— WORK TO BE COMPLETED —
Copy out the part of the records that opens with the line containing "Get the bounding box of sunlit" and closes with the line containing "xmin=0 ymin=104 xmax=540 ymax=156", both of those lines included, keeping every line as it appears but adding 103 to each coordinate value in the answers. Leave the rest of the records out.

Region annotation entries
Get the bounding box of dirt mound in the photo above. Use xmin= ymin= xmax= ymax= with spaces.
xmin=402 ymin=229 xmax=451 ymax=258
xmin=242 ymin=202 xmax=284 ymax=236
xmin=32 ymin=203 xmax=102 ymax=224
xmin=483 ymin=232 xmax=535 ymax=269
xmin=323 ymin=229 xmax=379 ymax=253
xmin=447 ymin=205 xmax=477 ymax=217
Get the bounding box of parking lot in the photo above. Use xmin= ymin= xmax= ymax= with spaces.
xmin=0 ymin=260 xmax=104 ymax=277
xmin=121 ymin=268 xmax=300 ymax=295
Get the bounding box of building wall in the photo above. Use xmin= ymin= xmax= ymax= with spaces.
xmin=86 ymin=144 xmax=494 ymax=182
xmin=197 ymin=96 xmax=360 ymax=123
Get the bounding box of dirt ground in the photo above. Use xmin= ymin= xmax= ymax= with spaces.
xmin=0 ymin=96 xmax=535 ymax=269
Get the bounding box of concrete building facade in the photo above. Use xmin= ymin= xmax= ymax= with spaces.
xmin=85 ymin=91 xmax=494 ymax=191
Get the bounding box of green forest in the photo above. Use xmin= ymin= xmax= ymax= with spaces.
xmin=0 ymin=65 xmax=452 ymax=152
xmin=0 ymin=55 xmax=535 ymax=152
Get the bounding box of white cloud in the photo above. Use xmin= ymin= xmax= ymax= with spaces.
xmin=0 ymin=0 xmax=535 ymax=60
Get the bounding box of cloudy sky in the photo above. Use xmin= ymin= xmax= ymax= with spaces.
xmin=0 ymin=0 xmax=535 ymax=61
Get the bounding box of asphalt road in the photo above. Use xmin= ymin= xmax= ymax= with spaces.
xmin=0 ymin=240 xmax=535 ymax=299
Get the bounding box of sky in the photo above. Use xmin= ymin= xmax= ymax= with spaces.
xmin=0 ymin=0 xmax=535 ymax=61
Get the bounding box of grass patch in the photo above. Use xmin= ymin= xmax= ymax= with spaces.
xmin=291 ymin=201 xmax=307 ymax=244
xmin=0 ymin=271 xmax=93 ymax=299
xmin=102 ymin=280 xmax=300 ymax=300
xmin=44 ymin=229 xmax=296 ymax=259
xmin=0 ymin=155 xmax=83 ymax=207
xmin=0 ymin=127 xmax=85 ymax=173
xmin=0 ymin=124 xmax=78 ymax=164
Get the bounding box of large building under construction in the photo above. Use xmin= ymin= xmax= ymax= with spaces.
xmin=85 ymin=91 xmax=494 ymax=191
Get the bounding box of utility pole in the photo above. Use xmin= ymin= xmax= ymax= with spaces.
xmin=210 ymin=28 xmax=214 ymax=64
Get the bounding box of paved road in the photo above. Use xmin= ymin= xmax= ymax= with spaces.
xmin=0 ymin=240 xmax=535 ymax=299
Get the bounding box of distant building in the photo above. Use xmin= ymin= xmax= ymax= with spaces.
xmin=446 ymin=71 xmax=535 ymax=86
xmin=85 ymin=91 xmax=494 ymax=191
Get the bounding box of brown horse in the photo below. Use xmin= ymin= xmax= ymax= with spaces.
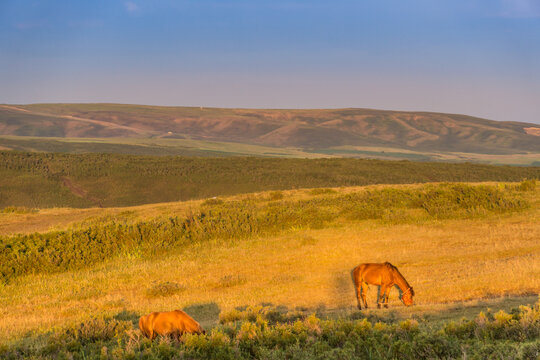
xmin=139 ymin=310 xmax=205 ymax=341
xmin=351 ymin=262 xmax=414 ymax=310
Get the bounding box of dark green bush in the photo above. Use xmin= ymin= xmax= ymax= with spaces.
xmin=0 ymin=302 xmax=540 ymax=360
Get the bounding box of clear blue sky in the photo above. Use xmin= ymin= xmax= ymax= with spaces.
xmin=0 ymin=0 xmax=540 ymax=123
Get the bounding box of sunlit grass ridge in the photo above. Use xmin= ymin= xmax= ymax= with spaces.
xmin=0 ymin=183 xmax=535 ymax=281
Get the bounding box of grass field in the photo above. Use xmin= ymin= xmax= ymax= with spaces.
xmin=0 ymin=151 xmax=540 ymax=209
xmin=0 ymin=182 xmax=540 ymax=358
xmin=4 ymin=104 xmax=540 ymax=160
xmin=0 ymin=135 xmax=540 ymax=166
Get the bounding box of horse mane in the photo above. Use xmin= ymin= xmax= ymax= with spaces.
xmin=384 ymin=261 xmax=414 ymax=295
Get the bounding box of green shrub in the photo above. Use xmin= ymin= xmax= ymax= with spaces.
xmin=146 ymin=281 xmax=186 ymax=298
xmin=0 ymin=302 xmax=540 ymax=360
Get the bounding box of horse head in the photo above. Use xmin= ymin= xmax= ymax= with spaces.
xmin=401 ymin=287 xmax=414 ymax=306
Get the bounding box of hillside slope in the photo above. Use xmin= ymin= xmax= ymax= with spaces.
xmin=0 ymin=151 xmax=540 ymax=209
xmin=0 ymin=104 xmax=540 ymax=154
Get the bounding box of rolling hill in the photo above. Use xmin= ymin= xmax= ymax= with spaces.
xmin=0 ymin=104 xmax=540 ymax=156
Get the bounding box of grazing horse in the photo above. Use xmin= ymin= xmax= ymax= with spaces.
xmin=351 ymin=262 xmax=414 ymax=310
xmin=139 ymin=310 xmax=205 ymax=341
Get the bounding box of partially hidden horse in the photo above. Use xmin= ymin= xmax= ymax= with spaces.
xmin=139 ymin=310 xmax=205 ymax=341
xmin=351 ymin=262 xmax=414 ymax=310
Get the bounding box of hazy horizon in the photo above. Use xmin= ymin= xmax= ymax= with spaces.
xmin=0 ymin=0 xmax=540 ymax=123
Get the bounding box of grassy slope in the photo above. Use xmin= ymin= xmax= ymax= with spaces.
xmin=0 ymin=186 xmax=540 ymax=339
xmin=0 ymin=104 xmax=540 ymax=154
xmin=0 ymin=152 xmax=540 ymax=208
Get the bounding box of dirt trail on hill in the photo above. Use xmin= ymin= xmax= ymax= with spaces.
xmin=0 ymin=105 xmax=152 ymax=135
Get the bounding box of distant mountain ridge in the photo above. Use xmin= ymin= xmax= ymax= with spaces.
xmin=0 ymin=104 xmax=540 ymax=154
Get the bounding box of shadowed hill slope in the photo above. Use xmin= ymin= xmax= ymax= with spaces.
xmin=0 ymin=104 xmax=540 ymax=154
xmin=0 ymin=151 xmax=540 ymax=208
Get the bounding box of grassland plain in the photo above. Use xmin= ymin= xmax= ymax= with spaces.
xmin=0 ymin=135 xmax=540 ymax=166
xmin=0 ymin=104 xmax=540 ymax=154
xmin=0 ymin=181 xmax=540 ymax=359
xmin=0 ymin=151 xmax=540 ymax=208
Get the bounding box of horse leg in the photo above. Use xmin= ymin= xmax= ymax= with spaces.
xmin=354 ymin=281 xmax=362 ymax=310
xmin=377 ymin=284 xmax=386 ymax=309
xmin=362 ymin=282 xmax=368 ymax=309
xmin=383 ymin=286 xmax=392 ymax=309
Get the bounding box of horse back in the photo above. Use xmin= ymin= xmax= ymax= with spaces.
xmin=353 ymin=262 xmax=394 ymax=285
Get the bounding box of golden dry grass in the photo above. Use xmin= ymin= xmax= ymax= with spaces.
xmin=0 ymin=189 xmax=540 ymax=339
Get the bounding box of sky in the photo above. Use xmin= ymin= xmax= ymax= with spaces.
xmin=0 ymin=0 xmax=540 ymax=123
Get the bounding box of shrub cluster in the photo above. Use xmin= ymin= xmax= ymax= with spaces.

— THE COMPLETED TASK —
Get the bounding box of sunlit grass ridge in the photo above. Use xmin= ymin= xmax= ymax= with spaces.
xmin=103 ymin=286 xmax=638 ymax=384
Get the bounding box of grass field in the photo above. Use xmin= ymin= xmax= ymax= with spaces.
xmin=103 ymin=254 xmax=643 ymax=312
xmin=103 ymin=285 xmax=643 ymax=461
xmin=107 ymin=207 xmax=643 ymax=263
xmin=103 ymin=238 xmax=643 ymax=269
Get the bounding box of horse mane in the photo above. Use xmin= ymin= xmax= ymax= with spaces.
xmin=487 ymin=364 xmax=517 ymax=398
Get the bounding box of green shrub in the photo above. Use xmin= ymin= xmax= ymax= with spaces.
xmin=249 ymin=384 xmax=289 ymax=401
xmin=103 ymin=405 xmax=643 ymax=463
Get the bounding box of horse head in the photo above. Use xmin= ymin= xmax= ymax= with spaces.
xmin=504 ymin=390 xmax=517 ymax=409
Get the bounding box of hillside slope in the photo above. Use xmin= ymin= xmax= ymax= with spaces.
xmin=103 ymin=254 xmax=643 ymax=312
xmin=103 ymin=207 xmax=643 ymax=257
Get the bounding box of rolling hill in the photo above. Use xmin= ymin= xmax= ymax= with spaces.
xmin=103 ymin=207 xmax=643 ymax=259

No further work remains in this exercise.